» **Supplied passage**
--- begin ---

19. For that succinct proposition, Macdonald cites Aziz v SSHD [2018] EWCA Civ 1884. The principle is stated as it was understood before Begum.
20. Mr Blair sought to take us on a complex analysis of further jurisprudence, including Begum and Ciceri [2021] UKUT 38, on the proper scope of the appeal. For purposes of some aspects of his argument, Ciceri could be taken as correctly decided; at other stages, he invited us to take another view.
21. We do not consider that any of those theoretical complexities bear on this case, once we look at what the FtT actually had to decide.
22. Ciceri aimed to set out, not to vary, the overarching legal framework for cases of this type.
23. As set out in the headnote at 2 – 3 of Ciceri, the FtT was to decide for itself whether depriving the appellant of citizenship would constitute a violation of his human rights. In so doing, it was to determine the reasonably foreseeable consequences of deprivation, without conducting a proleptic assessment of the likelihood of the appellant being lawfully removed from the United Kingdom. The assessment of proportionality was for the FtT, on the evidence before it, not only on the evidence considered by the Secretary of State.
24. On any view of the case law, the proposition extracted above from Macdonald remains correct. That is the approach which the FtT took.
25. The reasonably foreseeable consequences of Mr Kucha being deprived of citizenship were as set out in the SSHD’s decision. Following the FtT’s decision, the SSHD may or may not make another such decision. If it is adverse, and if he chooses again to appeal at that stage of the process, any appeal will be on the reasonably foreseeable consequences of deprivation. If he chooses not to appeal, or fails in an appeal, the SDSHD will consider, on the merits, whether to grant leave, and if so, in what form. The outcome may be satisfactory to the appellant. There may never be a decision to remove. Nothing in present information suggests that there may ever be a decision to deport. It was not within the FtT’s scope, and is not within our scope, to decide on a speculative and forward-looking basis whether it might ever be proportionate to decline to grant leave. Such issues are premature and detached from present reality.
26. In one passage of the appellant’s submissions it was suggested that if there had been clear evidence that the SSHD would give the appellant a right to work which would not disrupt his business then “there may have been no breach of article 8”. That proposition is less ambitious but more accurate on the true scope of the case. That is exactly the extent of interference with article 8 rights which led the FtT to allow the appeal. The appellant could expect no more.
27. The FtT made observations ancillary to its conclusions at [144 – 146]. While there is no error in those observations, the effect of the decision, resolving the agreed questions, would be the same if they had not appeared.
28. Putting the matter another way, all the FtT did at [144 - 146] was to answer the questions which the appellant accepts as correctly framed at [44].
29. The FtT would have had no justification for resolving the case on a projection that the SSHD would decide again to deprive of citizenship, and would further decide to refuse leave and to remove the appellant. If it had done so, the SSHD would have had unanswerable grounds to appeal.
30. On any view of the statutory scheme for deprivation of citizenship, the case law, the decision actually made by the respondent in this case, and the evidence before the FtT, we are unable to see that the FtT might have arrived at a decision any more generous to the appellant than it did; still less that it fell into any error on a point of law which rebounds against the successful appellant.
31. The grounds and submissions for the appellant do not persuade us that the FtT erred on any point of law. Its decision shall stand.

--- end ---

» **Rows**
--- begin ---

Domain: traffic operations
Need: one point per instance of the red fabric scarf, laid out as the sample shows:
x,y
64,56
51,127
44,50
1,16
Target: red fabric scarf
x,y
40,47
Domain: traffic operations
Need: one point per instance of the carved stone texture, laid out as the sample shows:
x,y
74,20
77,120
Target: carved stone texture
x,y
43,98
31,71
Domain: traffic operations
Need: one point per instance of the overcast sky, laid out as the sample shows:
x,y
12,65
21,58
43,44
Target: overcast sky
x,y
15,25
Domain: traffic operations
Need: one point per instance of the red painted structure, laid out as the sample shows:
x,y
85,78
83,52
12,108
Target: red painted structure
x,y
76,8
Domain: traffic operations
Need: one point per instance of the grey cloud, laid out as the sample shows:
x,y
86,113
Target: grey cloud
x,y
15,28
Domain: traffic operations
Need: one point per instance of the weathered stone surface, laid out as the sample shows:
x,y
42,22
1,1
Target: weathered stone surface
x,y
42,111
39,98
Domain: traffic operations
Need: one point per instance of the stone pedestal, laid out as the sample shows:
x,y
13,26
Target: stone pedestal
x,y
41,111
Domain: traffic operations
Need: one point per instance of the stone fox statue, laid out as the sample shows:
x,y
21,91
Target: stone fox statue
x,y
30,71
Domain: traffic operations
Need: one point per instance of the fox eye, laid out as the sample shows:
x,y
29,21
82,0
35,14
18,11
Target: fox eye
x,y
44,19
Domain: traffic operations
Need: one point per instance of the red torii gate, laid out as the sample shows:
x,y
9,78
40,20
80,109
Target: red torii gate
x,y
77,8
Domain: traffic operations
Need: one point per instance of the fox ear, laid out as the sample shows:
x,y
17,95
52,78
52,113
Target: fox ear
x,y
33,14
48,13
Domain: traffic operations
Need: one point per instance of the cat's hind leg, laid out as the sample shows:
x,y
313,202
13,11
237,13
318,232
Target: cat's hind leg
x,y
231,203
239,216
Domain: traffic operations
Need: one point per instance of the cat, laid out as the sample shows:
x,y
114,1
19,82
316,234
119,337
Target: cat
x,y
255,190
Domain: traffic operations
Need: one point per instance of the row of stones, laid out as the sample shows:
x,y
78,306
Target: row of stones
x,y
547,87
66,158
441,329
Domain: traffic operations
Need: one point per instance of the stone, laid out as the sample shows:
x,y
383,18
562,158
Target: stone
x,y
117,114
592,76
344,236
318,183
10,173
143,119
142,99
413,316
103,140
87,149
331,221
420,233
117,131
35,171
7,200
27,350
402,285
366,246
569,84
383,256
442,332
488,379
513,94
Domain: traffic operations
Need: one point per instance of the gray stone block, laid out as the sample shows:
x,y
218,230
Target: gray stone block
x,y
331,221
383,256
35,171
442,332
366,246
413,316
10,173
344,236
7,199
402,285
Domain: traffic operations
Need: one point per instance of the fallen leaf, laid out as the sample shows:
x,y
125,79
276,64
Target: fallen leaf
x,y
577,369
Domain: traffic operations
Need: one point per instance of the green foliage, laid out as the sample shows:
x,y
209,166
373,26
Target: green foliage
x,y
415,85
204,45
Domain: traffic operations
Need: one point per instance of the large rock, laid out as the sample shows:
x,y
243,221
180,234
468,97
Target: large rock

--- end ---

» **Task list**
[a] In the tribunal decision on citizenship deprivation, which case does Macdonald cite for the succinct proposition?
[b] Name every case the tribunal decision on citizenship deprivation refers to by case name.
[c] Resume the tribunal decision on citizenship deprivation after its final sentence.
The records have nothing to do with the tribunal decision.

» **Final answers**
[a] Aziz v SSHD [2018] EWCA Civ 1884.

[b] Aziz v SSHD [2018] EWCA Civ 1884, Begum, and Ciceri [2021] UKUT 38.

[c]
32. The FtT’s “notice of decision” is followed by an anonymity direction based on “a significant risk of significantly damaging” the appellant’s business interests. At the beginning of the hearing, we raised with the parties whether there was justification for ongoing anonymity, given that the presumption is in favour of open justice; the facts are undisputed; and it is common for allegations, more serious and embarrassing in nature, to be in the public domain, even while unproven. We were advised that the FtT’s direction was made on the application of the appellant, and that the respondent had taken a neutral stance. Mr Blair moved for anonymity, based again on the proposition that the appellant’s commercial interests might be compromised, as the appeal bears on his ability to continue in business in the UK. He said further that the appellant has two children at secondary school, and that it would be easy from their surname to associate them with the proceedings, which would be adverse to their interests. Mr McIver had no observations to make and left the matter to us.
33. Due to technical difficulties, the materials before us at the hearing, either in paper or in electronic form, were incomplete. We have noted since the hearing that the appellant’s solicitors applied to the UT on 25 January 2022 for anonymity, based on the same two features, citing possible impairment of business interests, and the risk of the children facing comment from their peers at school.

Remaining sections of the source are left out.